§ **Data for the task**
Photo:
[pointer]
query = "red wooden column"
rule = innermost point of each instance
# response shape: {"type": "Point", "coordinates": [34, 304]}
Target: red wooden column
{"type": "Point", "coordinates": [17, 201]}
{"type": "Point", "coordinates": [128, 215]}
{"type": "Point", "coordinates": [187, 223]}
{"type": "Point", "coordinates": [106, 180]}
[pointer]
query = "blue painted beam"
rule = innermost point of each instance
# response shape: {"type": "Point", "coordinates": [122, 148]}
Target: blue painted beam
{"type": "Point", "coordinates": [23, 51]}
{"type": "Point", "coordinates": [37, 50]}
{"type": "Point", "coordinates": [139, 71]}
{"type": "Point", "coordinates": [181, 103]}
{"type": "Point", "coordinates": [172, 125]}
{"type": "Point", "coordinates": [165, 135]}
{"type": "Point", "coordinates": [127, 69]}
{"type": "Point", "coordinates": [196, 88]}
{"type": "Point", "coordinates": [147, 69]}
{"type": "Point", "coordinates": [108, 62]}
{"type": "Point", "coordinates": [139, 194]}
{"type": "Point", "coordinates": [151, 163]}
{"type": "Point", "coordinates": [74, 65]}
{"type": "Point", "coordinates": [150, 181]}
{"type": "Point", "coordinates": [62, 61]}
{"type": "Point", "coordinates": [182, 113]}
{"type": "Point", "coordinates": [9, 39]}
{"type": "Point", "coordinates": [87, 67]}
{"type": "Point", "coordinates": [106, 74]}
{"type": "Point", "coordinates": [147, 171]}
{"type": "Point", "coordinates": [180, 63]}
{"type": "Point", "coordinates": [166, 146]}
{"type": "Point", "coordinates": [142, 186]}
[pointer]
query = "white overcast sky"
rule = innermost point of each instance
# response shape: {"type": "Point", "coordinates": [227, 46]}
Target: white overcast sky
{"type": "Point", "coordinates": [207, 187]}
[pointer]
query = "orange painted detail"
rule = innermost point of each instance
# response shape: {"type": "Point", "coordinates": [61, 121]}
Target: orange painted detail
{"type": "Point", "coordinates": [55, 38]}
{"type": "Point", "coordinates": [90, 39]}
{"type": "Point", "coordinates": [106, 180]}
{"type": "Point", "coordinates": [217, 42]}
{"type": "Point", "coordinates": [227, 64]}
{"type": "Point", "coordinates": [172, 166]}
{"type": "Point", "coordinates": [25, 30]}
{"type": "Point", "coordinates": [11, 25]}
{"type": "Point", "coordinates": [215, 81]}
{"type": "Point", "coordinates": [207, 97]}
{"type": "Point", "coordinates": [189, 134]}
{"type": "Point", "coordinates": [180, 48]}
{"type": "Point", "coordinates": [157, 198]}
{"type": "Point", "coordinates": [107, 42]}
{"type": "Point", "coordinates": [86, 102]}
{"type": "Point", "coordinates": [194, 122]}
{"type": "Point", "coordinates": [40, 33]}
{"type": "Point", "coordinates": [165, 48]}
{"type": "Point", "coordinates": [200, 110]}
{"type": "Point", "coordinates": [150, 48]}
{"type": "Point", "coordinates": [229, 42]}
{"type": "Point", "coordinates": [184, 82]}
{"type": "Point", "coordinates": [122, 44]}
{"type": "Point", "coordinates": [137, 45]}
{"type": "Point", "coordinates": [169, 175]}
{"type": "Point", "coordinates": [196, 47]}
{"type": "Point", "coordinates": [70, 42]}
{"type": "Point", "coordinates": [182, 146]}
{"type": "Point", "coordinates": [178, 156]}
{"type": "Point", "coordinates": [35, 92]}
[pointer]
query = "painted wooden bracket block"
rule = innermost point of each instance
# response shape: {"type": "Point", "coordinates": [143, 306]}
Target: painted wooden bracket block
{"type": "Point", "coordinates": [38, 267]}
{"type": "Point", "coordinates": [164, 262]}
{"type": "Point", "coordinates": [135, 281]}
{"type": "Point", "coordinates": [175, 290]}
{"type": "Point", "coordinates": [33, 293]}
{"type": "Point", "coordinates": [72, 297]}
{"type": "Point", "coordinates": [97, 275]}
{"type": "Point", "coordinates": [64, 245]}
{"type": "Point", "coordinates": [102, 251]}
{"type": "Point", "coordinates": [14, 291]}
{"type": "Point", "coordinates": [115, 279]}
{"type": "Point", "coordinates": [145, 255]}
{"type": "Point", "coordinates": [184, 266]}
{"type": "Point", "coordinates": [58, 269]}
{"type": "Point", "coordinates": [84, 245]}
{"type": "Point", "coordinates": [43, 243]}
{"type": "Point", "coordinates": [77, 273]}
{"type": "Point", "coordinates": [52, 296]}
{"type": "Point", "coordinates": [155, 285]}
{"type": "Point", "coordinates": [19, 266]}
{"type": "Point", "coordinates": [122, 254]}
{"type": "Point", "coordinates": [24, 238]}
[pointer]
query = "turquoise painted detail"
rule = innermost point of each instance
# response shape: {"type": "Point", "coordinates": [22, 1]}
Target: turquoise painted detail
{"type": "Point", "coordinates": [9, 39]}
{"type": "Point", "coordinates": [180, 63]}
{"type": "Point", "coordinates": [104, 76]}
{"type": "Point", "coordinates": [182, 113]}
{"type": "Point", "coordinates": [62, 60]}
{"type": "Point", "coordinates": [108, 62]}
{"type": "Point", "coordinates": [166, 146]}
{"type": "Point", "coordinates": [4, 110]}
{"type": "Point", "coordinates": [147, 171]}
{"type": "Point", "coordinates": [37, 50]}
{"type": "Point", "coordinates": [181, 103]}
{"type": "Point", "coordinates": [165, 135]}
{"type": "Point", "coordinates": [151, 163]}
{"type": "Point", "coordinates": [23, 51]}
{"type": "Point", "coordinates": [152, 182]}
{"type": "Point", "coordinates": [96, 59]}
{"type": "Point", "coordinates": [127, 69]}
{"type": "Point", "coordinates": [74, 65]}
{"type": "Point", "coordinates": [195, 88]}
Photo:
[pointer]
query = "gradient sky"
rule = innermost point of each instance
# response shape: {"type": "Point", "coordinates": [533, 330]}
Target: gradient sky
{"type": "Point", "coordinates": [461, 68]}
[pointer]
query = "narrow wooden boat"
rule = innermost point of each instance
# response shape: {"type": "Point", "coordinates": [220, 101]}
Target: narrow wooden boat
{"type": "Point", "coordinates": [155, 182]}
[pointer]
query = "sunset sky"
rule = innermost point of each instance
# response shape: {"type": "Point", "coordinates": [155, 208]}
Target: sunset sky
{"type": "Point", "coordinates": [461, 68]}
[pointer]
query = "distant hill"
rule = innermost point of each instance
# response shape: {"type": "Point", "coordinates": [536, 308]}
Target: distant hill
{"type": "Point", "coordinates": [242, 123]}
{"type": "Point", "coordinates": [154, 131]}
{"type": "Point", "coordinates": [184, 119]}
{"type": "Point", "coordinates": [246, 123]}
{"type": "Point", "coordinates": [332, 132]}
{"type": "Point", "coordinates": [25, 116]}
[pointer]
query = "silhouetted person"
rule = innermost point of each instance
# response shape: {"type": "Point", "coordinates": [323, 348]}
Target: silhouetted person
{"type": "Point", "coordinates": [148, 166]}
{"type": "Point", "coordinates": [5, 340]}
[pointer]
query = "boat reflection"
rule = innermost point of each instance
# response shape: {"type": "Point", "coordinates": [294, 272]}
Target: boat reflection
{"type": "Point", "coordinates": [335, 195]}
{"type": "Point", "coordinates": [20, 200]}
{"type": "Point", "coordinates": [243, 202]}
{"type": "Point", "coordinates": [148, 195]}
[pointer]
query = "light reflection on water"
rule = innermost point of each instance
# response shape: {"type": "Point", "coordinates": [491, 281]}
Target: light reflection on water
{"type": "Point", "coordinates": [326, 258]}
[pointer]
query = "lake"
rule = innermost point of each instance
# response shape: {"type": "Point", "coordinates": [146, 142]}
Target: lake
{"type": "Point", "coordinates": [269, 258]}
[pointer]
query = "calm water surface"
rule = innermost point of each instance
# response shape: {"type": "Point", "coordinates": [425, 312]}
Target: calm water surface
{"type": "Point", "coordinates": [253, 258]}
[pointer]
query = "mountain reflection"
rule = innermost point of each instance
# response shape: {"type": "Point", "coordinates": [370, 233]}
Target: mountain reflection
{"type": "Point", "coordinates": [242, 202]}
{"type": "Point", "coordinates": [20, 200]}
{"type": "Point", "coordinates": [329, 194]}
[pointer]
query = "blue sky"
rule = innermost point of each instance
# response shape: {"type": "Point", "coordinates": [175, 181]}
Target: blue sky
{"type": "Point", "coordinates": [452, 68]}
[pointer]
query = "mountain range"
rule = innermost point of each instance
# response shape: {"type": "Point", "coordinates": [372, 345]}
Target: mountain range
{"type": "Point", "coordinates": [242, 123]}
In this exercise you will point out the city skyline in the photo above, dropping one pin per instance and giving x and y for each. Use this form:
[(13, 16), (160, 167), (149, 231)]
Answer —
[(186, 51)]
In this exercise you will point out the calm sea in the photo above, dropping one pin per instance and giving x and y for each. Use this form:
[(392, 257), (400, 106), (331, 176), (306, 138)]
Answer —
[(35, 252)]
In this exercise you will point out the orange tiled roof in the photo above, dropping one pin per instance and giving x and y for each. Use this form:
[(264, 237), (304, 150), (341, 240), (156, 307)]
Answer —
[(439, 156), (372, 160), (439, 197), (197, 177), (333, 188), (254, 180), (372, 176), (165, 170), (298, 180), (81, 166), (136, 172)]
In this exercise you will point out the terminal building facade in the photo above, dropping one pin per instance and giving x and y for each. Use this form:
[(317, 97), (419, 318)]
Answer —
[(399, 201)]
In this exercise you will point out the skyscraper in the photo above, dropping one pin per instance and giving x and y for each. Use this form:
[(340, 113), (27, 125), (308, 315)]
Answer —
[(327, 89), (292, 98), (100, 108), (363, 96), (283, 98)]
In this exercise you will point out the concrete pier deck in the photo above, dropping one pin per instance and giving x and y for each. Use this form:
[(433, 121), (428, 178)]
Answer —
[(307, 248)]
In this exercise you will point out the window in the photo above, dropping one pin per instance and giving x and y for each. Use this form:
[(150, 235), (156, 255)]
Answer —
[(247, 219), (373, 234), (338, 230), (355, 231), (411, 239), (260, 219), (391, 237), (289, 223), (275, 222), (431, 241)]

...

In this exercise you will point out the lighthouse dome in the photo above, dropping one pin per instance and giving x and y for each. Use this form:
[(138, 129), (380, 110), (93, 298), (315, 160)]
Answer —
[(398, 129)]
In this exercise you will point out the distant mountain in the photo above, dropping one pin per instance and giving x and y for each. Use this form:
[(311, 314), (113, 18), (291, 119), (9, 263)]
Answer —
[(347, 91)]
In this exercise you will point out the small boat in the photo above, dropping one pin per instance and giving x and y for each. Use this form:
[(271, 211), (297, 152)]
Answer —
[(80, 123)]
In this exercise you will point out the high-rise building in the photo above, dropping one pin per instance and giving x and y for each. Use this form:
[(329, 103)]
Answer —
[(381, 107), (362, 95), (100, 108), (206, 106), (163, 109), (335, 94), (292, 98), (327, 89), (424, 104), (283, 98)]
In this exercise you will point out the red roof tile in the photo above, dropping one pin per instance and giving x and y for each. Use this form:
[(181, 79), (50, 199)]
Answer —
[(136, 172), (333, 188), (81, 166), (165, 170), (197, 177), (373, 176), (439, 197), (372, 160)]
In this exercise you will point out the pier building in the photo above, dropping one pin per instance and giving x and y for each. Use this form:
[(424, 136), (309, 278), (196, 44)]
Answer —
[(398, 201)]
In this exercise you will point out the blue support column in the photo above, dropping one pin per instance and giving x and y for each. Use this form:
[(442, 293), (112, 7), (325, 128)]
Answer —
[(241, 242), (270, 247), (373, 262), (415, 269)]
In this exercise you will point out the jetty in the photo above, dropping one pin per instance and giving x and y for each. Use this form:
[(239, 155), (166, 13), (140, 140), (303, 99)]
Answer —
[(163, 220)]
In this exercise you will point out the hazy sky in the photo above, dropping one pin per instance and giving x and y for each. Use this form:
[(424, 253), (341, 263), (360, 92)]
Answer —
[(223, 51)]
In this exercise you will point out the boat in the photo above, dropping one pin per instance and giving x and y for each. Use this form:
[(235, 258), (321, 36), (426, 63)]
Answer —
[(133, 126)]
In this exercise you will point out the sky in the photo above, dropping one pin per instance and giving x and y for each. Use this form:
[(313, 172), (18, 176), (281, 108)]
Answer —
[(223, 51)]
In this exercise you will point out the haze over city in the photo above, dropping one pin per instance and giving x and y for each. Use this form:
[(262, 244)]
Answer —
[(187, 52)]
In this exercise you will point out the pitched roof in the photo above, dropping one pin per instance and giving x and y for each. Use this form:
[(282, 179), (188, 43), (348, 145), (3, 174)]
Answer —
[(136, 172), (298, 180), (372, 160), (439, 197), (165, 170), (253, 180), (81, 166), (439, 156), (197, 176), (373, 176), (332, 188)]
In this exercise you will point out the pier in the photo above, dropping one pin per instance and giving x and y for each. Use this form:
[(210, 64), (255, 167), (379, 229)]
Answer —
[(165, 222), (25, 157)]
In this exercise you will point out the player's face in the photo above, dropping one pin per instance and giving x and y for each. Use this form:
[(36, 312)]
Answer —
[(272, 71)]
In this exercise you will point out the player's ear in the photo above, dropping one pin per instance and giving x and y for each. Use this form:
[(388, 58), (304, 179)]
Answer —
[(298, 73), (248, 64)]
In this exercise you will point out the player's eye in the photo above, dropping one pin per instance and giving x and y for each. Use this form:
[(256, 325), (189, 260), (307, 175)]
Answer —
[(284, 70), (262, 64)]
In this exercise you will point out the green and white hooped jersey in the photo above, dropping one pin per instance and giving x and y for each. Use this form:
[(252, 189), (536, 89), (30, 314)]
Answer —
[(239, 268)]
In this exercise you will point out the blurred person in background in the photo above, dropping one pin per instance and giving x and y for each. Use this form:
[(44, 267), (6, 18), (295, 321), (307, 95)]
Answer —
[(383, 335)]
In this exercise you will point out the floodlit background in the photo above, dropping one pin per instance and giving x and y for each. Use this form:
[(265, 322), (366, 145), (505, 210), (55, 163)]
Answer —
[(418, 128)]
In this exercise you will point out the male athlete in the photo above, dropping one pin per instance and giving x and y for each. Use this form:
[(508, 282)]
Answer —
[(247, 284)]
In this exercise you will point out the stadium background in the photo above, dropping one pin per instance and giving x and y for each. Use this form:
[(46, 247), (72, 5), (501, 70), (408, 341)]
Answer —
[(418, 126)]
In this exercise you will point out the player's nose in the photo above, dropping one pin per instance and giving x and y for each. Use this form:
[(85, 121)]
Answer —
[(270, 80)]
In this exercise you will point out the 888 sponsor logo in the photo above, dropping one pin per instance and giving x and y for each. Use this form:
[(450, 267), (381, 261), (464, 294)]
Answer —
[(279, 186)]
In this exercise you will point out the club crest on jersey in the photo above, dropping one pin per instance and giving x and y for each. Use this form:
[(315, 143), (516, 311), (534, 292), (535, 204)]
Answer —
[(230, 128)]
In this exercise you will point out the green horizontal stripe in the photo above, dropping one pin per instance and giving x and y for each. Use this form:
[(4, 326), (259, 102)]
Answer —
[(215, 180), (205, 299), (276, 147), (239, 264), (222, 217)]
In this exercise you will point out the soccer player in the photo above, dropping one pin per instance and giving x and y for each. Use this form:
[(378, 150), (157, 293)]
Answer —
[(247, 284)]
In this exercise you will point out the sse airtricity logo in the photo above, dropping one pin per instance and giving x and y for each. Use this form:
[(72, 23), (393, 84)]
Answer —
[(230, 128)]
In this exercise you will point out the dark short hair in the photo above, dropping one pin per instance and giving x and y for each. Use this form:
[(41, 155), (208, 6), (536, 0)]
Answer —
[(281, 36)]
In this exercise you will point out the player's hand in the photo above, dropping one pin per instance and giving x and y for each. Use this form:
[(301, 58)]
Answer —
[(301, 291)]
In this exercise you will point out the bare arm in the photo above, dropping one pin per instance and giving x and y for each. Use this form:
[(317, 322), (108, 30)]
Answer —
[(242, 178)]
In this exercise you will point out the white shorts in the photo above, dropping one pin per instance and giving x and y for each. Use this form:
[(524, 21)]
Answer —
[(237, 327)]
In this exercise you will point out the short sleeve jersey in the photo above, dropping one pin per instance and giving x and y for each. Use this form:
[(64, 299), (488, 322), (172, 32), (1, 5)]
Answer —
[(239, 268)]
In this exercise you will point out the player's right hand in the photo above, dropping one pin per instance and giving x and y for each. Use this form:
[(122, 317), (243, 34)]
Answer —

---

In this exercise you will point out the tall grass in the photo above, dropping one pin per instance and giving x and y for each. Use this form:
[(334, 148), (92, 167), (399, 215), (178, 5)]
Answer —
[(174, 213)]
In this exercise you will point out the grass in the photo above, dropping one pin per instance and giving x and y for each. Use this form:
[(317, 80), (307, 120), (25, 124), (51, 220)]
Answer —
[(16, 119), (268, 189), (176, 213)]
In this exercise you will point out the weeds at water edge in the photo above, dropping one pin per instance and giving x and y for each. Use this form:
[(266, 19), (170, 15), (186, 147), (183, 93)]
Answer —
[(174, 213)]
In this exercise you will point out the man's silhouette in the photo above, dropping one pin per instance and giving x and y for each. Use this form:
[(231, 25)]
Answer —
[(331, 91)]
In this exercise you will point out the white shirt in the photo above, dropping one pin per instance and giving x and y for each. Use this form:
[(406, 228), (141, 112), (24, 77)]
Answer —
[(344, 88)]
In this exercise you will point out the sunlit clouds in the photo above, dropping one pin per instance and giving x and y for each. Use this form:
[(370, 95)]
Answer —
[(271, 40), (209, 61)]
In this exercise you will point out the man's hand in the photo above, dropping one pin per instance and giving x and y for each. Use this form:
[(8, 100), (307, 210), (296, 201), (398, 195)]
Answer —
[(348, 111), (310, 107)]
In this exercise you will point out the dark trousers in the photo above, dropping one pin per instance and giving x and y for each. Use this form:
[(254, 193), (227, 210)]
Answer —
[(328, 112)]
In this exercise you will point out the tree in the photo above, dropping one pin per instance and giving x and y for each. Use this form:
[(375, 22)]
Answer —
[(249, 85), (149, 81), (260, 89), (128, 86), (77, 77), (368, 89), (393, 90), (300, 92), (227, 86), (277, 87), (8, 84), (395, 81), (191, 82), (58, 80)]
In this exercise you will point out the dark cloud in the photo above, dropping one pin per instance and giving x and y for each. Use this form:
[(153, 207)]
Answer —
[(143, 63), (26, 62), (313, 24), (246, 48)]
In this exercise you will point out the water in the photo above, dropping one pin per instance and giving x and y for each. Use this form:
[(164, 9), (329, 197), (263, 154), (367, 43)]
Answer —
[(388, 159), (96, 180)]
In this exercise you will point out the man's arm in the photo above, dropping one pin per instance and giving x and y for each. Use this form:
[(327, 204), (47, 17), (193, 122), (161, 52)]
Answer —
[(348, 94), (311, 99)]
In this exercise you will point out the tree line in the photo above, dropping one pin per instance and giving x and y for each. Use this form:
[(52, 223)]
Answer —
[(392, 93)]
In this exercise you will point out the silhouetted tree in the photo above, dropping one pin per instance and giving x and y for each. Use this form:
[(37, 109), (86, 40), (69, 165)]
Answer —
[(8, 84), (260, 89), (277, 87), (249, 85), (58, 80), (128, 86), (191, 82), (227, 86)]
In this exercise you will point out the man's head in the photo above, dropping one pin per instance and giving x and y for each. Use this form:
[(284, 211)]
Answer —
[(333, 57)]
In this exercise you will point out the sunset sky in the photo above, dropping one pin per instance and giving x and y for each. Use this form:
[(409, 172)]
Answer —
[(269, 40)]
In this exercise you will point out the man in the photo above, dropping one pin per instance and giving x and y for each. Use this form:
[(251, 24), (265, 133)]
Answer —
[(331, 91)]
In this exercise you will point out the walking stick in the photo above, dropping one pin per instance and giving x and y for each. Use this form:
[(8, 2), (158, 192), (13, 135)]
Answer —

§ **Task**
Locate and copy each line in the data above that includes the word "dark".

§ **Answer for the task**
In this exercise you will point out the dark short hair in the photo above, dropping one pin per instance and giving x and y for each. Use this form:
In this exercise you will point out the dark trousers in the photo above, dropping one pin per instance and giving x and y for each. Use this form:
In this exercise you will point out the dark cloud in the photo above, dropping one pin per instance and giving x and y for each. Use this form:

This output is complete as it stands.